▶ What is expected: Pull out every line in the entries below that contains the string "rocky", matching uppercase and lowercase exactly.

▶ Provided data:
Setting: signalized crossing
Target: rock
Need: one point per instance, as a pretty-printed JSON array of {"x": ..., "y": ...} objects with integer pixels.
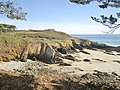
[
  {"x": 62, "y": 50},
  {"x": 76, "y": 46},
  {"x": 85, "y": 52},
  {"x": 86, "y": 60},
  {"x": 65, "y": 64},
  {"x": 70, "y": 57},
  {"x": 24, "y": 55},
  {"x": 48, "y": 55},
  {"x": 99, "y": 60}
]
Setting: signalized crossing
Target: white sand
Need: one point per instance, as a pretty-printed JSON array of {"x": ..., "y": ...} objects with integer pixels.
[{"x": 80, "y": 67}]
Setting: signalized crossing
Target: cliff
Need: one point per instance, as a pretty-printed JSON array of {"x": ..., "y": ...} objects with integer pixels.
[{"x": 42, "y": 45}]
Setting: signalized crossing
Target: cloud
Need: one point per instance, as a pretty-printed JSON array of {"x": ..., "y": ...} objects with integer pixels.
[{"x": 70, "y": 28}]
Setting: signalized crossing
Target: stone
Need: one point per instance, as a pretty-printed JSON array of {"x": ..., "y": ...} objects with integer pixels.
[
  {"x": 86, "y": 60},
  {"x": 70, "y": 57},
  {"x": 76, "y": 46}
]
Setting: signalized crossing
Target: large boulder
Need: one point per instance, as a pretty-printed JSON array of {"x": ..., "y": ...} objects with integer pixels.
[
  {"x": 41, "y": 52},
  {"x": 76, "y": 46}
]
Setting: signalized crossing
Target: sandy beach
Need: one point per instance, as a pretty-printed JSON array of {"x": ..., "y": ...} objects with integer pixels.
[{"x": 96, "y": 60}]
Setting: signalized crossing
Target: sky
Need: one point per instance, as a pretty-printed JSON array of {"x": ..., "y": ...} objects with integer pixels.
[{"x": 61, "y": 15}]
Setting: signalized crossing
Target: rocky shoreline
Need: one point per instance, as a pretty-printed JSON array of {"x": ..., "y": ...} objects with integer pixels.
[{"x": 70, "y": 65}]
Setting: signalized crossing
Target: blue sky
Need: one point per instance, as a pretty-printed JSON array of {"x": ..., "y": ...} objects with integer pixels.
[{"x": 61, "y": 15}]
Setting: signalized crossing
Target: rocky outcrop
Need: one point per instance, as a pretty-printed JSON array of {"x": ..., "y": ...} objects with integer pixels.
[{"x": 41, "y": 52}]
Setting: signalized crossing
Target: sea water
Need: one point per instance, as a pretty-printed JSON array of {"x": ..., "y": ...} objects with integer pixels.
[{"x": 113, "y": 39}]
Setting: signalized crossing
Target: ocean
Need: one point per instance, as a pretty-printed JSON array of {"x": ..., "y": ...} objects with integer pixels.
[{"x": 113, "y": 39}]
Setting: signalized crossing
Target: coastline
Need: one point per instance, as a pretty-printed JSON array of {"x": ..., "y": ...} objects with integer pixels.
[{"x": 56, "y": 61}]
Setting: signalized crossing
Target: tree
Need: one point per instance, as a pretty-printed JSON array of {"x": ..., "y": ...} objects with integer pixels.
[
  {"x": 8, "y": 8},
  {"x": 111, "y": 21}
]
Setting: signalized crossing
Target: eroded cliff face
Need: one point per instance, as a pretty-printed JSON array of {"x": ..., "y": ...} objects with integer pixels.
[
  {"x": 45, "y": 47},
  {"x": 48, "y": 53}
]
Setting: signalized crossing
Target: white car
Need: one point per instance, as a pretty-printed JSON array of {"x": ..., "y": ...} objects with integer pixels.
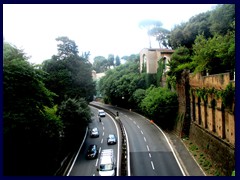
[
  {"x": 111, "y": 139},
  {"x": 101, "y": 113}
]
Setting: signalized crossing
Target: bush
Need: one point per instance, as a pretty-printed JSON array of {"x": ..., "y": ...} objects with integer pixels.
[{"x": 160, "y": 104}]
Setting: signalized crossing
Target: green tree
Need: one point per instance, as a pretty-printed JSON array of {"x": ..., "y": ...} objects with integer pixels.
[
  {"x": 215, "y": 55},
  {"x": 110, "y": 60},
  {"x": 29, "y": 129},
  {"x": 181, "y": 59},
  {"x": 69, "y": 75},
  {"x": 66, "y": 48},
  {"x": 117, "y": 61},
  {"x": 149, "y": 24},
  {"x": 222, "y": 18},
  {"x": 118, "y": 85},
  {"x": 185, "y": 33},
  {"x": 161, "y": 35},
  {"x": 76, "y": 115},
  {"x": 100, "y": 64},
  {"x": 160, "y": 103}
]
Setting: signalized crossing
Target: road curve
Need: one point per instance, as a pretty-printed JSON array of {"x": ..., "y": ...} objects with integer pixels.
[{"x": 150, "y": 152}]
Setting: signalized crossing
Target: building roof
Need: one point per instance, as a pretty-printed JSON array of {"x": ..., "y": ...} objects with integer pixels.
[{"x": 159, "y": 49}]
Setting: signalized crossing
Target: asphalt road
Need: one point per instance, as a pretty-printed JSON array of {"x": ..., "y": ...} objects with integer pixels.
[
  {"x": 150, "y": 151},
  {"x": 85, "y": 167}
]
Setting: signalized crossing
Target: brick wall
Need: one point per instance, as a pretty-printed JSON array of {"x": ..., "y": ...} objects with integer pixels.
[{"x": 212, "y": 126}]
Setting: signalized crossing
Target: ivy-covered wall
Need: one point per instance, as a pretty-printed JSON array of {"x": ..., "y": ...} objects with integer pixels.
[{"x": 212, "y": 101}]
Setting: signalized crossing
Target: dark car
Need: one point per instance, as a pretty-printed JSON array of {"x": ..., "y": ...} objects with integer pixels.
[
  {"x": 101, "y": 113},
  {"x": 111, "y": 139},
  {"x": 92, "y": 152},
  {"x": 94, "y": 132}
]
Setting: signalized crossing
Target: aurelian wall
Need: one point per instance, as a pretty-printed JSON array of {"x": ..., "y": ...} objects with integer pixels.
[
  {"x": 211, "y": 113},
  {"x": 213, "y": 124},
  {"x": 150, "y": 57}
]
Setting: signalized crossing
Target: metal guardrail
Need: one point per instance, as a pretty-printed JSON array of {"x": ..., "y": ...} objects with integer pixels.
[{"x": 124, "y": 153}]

▶ Solved exercise:
Target: rocky shoreline
Target: rocky outcrop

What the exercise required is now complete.